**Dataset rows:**

begin

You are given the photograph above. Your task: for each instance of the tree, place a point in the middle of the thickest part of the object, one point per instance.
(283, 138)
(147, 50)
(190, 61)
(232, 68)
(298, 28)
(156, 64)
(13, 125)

end

**Your task:** Rewrite the listing with every "thickest part" changed to "widest part" and everything else left as it is.

**Answer in full:**
You are given the photograph above. Your task: for each instance of the tree, place a point in the middle of the widest part of the object, one point per instance.
(283, 138)
(147, 50)
(190, 61)
(232, 68)
(298, 28)
(156, 64)
(13, 125)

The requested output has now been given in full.